* Text to read *
Baruch atah Adonai Eloheinu, Melech haolam, asher kid’shanu b’mitzvotav v’tsivanu l’hadlik ner shel Hanukkah.

English translation:

Blessed are you, Adonai Our God, Ruler of the Universe, who makes us holy through Your commandments, and commands us to kindle the Hanukkah lights.

The Second Blessing

Baruch atah Adonai Eloheinu Melech haolam, she-asah nisim la’avoteinu v’imoteinu bayamim hahaeim baz’man hazeh.

English translation:
Blessed are You, Adonai Our God, Ruler of the universe, who performed wondrous deeds for our ancestors in those ancient days at this season.

The Third Blessing (first night only):

On the first night , the shehecheyanu is also recited. It is a prayer of gratitude that is said on special occasions.

Baruch atah Adonai Elohenu Melech ha’olam, shehecheyanu, v’kiyimanu, v’higiyanu laz’man hazeh.

English translation:

Blessed are You, Adonai Our God, Ruler of the universe, Who has given us life and sustained us and enabled us to reach this season.

Dreidel: A Symbolic Game of Chance

Another cherished tradition involves the dreidel, a four-sided spinning top with Hebrew letters – Nun, Gimel, Hey, and Shin – representing the phrase “Nes Gadol Haya Sham,” meaning “A great miracle happened there.” The dreidel is used in a game of chance played during Hanukkah.

Participants in the dreidel game typically use tokens like chocolate coins or nuts. Each player starts with an equal number of tokens, and everyone takes turns spinning the dreidel. The letter the dreidel lands on determines the player’s next move:

  • Nun (נ): The player does nothing.
  • Gimel (ג): The player takes all the tokens from the pot.
  • Hey (ה): The player takes half of the tokens from the pot.
  • Shin (ש): The player adds tokens to the pot.

This game is not only a source of amusement but also a reminder of the historical events during the time of the Maccabees. The dreidel game is particularly popular among children, adding an element of excitement to the festivities.

* Stated task 1 *
Return every line in the entries below that contains the string "thin", treating uppercase and lowercase as different.

* Data to use *
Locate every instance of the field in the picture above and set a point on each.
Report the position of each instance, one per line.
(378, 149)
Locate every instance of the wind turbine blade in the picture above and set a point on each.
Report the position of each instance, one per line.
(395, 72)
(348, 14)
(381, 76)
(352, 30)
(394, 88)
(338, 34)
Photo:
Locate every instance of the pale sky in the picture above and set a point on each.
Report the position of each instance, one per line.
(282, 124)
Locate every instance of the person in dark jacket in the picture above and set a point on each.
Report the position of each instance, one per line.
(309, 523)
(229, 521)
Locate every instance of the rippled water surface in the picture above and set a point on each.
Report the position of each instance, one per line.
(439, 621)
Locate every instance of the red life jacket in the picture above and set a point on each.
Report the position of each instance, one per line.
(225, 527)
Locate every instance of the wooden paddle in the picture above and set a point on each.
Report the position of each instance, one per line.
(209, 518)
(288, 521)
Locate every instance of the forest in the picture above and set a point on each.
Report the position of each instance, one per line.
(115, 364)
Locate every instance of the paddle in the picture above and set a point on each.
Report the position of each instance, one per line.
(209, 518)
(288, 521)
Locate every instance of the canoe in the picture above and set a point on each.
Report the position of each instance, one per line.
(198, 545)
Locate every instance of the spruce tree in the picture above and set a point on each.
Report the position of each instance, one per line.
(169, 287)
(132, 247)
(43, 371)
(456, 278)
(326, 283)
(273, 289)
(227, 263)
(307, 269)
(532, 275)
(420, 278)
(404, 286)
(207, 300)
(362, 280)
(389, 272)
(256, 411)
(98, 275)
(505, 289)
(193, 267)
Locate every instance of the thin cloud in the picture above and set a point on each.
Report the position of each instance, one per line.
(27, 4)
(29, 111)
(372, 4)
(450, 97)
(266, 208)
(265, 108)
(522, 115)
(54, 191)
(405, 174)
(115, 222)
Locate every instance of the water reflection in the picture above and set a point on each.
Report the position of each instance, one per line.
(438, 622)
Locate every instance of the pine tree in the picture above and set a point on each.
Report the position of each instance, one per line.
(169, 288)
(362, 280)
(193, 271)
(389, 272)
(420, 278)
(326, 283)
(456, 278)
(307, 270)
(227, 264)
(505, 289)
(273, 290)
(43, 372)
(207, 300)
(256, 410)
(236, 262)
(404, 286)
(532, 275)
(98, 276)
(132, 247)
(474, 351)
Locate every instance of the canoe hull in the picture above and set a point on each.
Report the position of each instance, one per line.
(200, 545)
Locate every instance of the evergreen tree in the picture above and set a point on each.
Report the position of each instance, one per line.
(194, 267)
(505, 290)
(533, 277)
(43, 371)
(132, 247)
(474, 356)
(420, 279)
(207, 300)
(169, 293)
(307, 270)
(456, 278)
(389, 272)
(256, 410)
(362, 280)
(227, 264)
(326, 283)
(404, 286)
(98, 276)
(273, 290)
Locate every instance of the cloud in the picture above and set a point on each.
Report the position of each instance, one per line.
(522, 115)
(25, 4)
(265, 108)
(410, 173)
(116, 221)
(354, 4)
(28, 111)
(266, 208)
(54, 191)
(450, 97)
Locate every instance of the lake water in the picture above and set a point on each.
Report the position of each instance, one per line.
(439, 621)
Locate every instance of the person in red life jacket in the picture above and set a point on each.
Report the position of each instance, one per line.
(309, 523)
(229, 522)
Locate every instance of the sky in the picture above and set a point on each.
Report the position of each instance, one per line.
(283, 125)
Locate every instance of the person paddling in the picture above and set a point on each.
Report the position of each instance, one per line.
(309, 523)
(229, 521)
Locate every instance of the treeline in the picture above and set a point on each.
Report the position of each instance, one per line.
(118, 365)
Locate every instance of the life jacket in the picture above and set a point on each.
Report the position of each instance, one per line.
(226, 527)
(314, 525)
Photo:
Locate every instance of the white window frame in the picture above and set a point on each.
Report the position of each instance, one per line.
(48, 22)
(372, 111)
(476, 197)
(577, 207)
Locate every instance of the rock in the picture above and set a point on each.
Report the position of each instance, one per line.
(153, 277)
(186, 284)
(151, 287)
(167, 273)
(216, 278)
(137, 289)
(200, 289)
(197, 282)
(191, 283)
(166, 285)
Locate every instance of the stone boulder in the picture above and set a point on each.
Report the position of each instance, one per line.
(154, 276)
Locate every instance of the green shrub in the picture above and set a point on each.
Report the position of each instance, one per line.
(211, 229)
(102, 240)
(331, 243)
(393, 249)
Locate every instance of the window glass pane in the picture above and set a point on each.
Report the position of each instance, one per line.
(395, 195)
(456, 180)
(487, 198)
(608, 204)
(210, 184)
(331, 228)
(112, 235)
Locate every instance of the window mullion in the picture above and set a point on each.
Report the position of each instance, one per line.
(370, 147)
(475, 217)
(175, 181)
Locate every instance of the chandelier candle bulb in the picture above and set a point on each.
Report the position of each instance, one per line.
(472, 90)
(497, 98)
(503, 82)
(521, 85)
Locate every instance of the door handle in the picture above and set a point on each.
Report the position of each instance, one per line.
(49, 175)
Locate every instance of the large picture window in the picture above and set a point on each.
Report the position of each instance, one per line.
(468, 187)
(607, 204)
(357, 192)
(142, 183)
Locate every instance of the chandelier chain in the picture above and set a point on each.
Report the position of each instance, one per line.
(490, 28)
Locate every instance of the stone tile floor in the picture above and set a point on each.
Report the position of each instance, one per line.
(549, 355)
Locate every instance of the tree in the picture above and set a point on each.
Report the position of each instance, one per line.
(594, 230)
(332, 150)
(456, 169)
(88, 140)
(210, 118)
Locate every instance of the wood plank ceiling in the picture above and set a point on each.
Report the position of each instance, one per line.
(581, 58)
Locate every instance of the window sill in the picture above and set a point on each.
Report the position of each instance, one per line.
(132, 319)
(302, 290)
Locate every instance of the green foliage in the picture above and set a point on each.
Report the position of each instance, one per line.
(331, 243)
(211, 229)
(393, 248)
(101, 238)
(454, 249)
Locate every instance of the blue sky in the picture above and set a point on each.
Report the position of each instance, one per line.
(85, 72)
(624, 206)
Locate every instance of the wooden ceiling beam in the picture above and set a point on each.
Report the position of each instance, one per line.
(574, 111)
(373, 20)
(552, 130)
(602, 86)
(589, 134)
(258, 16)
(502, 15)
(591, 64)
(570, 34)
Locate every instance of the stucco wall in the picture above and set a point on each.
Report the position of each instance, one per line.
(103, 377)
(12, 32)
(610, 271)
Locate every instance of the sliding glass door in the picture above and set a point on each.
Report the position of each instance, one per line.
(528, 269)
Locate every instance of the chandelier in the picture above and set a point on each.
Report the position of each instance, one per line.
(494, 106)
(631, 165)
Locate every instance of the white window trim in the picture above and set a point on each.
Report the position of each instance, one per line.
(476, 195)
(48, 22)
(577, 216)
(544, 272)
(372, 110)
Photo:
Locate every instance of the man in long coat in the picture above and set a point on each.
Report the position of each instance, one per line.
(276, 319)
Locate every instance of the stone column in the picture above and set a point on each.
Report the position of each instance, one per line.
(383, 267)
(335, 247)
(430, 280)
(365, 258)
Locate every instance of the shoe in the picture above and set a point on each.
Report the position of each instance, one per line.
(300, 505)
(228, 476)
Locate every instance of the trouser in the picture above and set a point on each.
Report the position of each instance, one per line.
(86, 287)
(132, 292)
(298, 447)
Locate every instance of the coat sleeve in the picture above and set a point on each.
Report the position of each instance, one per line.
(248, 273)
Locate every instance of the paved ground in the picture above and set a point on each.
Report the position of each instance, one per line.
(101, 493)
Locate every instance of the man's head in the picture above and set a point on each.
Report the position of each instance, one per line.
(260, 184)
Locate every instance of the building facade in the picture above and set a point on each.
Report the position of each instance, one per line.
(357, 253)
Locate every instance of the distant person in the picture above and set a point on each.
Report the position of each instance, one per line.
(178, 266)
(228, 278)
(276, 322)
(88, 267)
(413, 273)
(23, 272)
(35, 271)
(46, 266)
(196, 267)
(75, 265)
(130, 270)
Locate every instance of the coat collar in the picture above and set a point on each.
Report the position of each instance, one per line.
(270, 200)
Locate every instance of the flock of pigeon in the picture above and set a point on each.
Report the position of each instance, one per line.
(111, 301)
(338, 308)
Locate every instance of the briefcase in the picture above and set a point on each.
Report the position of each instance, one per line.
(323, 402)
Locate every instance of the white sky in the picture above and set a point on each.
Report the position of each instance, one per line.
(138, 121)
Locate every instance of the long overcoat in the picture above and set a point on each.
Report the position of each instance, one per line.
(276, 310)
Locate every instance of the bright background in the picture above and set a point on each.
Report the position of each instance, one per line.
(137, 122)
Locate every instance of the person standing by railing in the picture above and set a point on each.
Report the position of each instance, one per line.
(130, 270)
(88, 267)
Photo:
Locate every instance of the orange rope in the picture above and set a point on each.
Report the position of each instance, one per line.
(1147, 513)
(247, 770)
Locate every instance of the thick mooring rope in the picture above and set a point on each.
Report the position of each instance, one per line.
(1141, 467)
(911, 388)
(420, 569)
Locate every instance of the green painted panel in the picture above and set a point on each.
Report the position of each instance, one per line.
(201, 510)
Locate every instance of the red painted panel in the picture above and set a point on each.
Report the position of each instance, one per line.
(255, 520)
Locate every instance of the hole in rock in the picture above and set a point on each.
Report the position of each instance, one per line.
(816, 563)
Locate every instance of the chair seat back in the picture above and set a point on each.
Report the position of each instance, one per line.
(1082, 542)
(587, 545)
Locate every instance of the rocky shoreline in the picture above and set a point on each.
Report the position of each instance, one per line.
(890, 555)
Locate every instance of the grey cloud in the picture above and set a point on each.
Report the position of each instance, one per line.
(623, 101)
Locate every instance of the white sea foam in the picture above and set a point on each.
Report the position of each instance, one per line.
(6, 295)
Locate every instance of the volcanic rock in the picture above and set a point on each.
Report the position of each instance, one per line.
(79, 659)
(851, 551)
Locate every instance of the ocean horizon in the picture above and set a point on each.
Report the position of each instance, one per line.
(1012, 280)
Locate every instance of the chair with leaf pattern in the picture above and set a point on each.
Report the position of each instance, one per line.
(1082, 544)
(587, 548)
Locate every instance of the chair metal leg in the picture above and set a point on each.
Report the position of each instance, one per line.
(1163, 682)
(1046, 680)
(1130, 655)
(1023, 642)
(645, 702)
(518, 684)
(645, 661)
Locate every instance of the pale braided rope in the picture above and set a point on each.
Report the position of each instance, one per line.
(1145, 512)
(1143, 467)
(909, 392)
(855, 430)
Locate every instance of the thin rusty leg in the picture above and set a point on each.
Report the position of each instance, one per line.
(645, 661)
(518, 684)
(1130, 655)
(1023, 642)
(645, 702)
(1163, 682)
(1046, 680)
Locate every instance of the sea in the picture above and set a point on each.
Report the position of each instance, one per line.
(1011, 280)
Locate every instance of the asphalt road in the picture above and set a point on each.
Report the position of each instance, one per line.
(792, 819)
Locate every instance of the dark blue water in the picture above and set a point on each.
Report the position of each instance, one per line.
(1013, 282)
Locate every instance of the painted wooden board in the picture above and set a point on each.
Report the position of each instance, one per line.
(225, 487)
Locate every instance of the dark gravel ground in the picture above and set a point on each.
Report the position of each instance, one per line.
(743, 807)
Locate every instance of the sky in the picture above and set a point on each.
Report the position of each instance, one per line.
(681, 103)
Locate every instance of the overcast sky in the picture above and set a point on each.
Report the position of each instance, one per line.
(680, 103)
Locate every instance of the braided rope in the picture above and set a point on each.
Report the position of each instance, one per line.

* Stated task 2 *
Repeat the whole text about the Hanukkah blessings and the dreidel game, word for word and without any changes.

* Finished answer 1 *
Locate every instance of the thin cloud in the picture above and set a point on each.
Locate every instance of the thin rusty leg in the picture above and set a point on each.

* Finished answer 2 *
Baruch atah Adonai Eloheinu, Melech haolam, asher kid’shanu b’mitzvotav v’tsivanu l’hadlik ner shel Hanukkah.

English translation:

Blessed are you, Adonai Our God, Ruler of the Universe, who makes us holy through Your commandments, and commands us to kindle the Hanukkah lights.

The Second Blessing

Baruch atah Adonai Eloheinu Melech haolam, she-asah nisim la’avoteinu v’imoteinu bayamim hahaeim baz’man hazeh.

English translation:
Blessed are You, Adonai Our God, Ruler of the universe, who performed wondrous deeds for our ancestors in those ancient days at this season.

The Third Blessing (first night only):

On the first night , the shehecheyanu is also recited. It is a prayer of gratitude that is said on special occasions.

Baruch atah Adonai Elohenu Melech ha’olam, shehecheyanu, v’kiyimanu, v’higiyanu laz’man hazeh.

English translation:

Blessed are You, Adonai Our God, Ruler of the universe, Who has given us life and sustained us and enabled us to reach this season.

Dreidel: A Symbolic Game of Chance

Another cherished tradition involves the dreidel, a four-sided spinning top with Hebrew letters – Nun, Gimel, Hey, and Shin – representing the phrase “Nes Gadol Haya Sham,” meaning “A great miracle happened there.” The dreidel is used in a game of chance played during Hanukkah.

Participants in the dreidel game typically use tokens like chocolate coins or nuts. Each player starts with an equal number of tokens, and everyone takes turns spinning the dreidel. The letter the dreidel lands on determines the player’s next move:

  • Nun (נ): The player does nothing.
  • Gimel (ג): The player takes all the tokens from the pot.
  • Hey (ה): The player takes half of the tokens from the pot.
  • Shin (ש): The player adds tokens to the pot.

This game is not only a source of amusement but also a reminder of the historical events during the time of the Maccabees. The dreidel game is particularly popular among children, adding an element of excitement to the festivities.